• **Input material**:
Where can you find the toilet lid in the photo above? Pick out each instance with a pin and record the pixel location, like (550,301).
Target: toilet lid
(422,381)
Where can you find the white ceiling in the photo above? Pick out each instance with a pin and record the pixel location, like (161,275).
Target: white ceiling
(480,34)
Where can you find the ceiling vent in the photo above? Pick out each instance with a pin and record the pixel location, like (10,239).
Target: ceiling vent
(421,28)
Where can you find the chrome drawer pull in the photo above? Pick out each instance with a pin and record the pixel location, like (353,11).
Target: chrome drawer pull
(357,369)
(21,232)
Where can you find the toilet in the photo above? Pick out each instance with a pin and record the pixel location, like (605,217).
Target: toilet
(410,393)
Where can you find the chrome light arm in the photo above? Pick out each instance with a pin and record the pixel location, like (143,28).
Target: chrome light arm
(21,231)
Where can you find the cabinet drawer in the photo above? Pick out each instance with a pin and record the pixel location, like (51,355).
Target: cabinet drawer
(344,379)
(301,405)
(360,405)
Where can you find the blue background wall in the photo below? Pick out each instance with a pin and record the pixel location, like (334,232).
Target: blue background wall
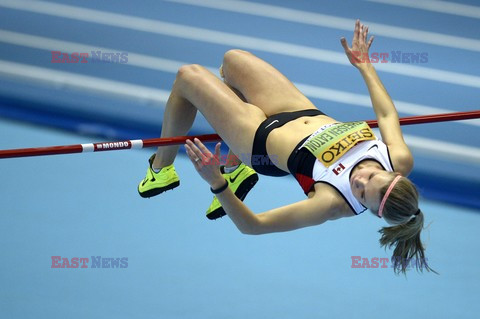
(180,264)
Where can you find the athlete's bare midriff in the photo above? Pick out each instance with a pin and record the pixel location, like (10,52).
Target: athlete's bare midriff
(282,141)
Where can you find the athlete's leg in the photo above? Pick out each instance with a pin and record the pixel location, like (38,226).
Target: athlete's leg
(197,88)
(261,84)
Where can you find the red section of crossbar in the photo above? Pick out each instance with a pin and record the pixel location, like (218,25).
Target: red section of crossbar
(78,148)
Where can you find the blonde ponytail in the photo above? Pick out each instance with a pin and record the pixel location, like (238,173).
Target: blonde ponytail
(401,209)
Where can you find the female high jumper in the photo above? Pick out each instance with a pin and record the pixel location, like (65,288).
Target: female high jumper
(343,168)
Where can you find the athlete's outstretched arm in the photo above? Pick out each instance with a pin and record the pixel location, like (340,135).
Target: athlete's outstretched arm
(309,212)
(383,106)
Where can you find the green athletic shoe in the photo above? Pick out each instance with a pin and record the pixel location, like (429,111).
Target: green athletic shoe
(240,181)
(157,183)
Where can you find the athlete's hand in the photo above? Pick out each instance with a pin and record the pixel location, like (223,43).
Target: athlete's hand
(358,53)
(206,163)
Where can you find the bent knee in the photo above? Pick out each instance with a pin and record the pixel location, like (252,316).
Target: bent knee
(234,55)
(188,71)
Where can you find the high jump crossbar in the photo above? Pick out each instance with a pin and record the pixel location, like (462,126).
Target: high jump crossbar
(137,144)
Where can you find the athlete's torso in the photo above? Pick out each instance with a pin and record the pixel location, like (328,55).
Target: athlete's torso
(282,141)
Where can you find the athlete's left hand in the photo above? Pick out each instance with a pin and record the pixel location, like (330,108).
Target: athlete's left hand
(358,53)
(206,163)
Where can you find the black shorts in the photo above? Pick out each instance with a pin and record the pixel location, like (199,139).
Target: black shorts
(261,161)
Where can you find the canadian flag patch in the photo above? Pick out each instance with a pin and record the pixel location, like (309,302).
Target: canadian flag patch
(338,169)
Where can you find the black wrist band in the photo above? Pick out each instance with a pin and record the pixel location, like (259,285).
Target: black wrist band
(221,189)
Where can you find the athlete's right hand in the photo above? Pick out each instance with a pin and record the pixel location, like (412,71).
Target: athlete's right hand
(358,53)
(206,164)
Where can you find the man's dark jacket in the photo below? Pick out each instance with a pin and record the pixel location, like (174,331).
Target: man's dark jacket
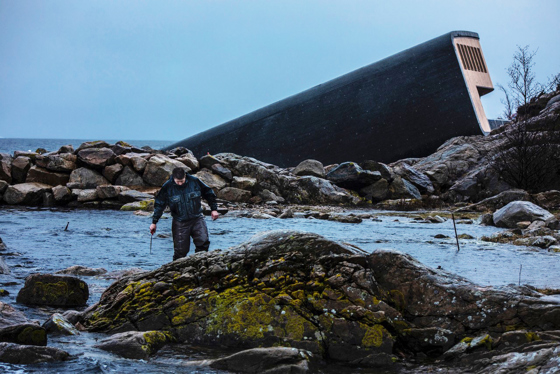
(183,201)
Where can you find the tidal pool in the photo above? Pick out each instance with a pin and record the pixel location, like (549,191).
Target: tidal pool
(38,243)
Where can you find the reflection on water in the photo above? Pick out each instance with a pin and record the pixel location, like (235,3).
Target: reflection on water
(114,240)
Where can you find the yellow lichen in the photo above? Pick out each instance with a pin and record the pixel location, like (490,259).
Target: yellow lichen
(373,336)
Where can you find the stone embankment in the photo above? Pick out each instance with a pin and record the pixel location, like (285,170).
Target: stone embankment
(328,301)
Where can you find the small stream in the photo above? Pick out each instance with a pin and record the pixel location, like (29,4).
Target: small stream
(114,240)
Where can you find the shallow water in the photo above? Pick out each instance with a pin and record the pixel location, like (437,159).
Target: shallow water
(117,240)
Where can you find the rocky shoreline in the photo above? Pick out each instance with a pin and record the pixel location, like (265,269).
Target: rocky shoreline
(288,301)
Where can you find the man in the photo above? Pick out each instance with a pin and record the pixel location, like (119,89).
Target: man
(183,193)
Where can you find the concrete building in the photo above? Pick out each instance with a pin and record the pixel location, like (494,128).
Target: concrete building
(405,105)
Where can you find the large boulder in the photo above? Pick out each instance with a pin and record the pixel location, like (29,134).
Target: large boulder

--

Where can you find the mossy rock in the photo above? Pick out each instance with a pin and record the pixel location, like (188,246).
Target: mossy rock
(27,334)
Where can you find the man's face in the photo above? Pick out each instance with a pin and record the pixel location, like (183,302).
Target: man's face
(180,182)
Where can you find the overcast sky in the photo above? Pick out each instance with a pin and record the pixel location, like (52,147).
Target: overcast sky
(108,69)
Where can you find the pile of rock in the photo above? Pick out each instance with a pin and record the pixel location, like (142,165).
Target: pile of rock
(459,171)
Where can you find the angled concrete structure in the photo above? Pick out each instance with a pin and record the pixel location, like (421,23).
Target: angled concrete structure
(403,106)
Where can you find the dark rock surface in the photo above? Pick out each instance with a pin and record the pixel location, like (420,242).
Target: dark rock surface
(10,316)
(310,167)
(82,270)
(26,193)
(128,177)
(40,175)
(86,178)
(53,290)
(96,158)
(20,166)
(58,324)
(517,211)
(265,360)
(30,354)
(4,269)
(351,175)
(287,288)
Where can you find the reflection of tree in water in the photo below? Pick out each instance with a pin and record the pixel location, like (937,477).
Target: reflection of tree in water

...

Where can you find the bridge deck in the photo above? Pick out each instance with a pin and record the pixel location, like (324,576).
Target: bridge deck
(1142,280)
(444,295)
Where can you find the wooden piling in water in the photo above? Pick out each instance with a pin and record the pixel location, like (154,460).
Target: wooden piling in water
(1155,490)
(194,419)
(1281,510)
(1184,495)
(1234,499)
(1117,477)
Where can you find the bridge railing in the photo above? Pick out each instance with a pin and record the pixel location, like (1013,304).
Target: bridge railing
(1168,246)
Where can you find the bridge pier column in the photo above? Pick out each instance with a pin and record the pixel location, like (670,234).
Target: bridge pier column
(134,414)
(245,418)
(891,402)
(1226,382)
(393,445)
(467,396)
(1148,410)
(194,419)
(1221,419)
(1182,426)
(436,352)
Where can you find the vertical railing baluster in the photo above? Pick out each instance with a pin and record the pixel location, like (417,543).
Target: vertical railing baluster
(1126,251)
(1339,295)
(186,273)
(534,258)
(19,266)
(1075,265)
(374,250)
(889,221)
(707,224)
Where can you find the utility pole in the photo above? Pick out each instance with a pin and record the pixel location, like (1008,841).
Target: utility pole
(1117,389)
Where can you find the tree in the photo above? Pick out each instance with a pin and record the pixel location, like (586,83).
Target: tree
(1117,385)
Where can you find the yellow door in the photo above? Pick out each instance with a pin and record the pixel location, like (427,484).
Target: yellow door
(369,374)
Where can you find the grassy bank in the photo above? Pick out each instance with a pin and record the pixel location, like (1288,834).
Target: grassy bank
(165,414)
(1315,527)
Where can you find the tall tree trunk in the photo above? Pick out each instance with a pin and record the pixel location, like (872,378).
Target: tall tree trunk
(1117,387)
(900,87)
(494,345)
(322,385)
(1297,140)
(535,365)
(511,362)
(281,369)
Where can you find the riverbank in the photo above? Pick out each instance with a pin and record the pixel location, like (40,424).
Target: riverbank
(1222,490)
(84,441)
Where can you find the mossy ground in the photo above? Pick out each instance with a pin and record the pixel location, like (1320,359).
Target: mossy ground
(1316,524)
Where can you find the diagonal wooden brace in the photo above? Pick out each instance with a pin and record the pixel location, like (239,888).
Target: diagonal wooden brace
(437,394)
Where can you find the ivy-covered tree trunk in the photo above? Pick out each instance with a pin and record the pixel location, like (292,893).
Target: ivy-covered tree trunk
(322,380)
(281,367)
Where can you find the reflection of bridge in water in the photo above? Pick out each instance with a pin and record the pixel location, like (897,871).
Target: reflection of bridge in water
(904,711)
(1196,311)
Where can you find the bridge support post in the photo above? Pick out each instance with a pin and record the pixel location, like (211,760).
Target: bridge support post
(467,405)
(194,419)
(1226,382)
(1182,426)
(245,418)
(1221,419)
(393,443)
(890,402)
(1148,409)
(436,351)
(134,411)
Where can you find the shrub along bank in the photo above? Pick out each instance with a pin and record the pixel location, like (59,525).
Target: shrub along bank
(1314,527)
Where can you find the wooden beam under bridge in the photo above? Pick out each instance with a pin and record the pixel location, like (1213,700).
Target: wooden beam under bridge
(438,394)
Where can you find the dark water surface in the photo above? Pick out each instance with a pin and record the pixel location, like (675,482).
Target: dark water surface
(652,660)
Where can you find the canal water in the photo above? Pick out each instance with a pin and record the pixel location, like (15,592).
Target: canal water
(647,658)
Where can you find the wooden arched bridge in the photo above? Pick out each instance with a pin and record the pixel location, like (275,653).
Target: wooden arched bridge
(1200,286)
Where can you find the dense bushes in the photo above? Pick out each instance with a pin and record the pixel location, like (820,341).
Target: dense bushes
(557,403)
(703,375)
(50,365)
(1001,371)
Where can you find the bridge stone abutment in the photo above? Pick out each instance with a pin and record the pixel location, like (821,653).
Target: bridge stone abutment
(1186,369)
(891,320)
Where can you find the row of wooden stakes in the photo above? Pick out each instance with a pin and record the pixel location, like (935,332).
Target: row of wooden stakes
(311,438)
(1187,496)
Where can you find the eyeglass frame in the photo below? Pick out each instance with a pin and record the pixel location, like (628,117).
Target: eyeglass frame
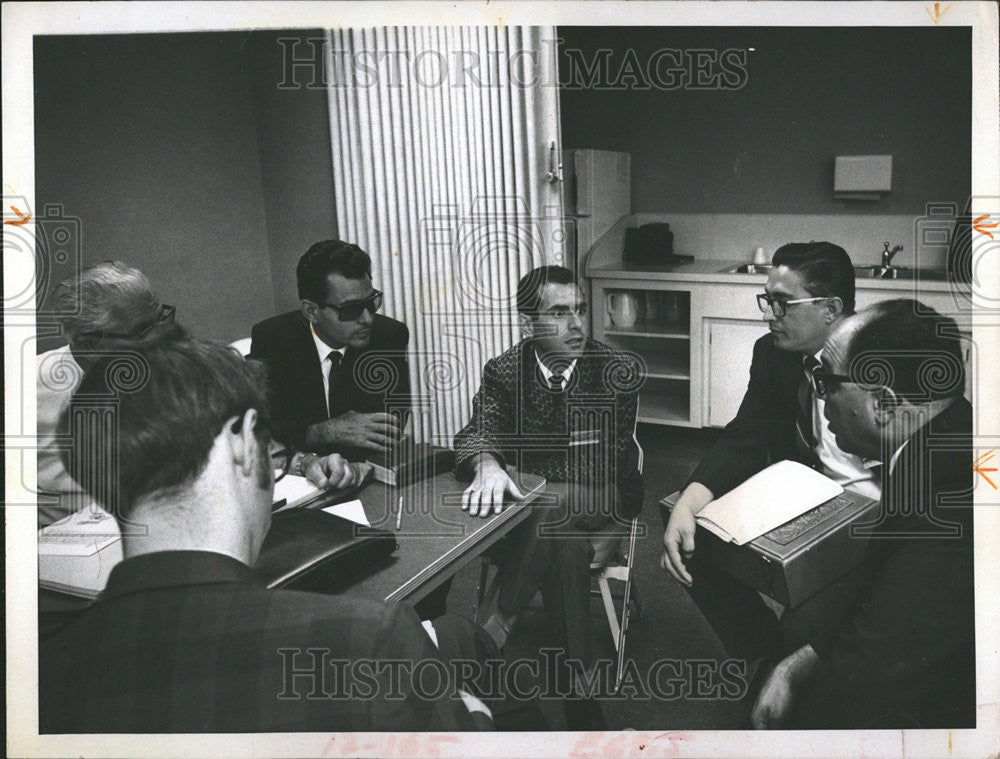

• **Exercise objective**: The answer must consist of every line above that contains the word "boulder".

• **Response**:
Where can you find the large boulder in the photo above? Pick out each instance with a pin and record the pixel location, like (29,134).
Target: large boulder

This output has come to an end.